-- Supplied data follows --
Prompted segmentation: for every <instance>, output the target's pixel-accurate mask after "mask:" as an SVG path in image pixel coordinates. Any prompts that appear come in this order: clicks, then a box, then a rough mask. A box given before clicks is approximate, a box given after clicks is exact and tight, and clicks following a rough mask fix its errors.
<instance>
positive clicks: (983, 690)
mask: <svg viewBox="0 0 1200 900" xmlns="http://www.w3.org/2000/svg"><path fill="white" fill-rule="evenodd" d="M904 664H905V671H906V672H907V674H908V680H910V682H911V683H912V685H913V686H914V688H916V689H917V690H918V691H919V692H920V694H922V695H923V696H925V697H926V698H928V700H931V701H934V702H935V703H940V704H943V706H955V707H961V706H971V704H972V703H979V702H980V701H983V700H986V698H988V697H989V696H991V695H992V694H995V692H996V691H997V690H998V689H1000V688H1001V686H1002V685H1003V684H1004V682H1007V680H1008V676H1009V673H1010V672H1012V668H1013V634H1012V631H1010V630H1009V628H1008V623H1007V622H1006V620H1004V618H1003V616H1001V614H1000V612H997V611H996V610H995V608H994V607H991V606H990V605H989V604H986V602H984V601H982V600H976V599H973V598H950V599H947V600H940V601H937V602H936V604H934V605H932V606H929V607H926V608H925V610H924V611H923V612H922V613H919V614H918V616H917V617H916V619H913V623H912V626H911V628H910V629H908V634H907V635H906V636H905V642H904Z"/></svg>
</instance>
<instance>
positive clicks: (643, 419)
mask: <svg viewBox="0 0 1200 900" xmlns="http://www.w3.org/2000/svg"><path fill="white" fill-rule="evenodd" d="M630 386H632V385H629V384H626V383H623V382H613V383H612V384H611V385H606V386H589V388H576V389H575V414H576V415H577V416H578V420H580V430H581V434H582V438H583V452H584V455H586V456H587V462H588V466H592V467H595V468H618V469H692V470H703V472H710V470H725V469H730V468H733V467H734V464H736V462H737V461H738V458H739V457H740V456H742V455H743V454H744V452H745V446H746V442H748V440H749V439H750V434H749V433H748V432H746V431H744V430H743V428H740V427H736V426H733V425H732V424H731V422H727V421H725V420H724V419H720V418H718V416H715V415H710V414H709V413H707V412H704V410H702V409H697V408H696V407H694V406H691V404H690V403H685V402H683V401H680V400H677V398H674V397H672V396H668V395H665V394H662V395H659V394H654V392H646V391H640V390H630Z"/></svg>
-- Supplied data concluded --
→ **Exercise brief**
Take every line above that includes "instance" and list it.

→ **Solution below**
Prompted segmentation: for every <instance>, output the target's pixel-accurate mask after "mask:" as an SVG path in image pixel coordinates. Any prompts that appear come in this order: clicks, then a box, then a rough mask. A box given before clicks is approximate, a box given after clicks is exact and tight, and clicks following a rough mask fix its errors.
<instance>
</instance>
<instance>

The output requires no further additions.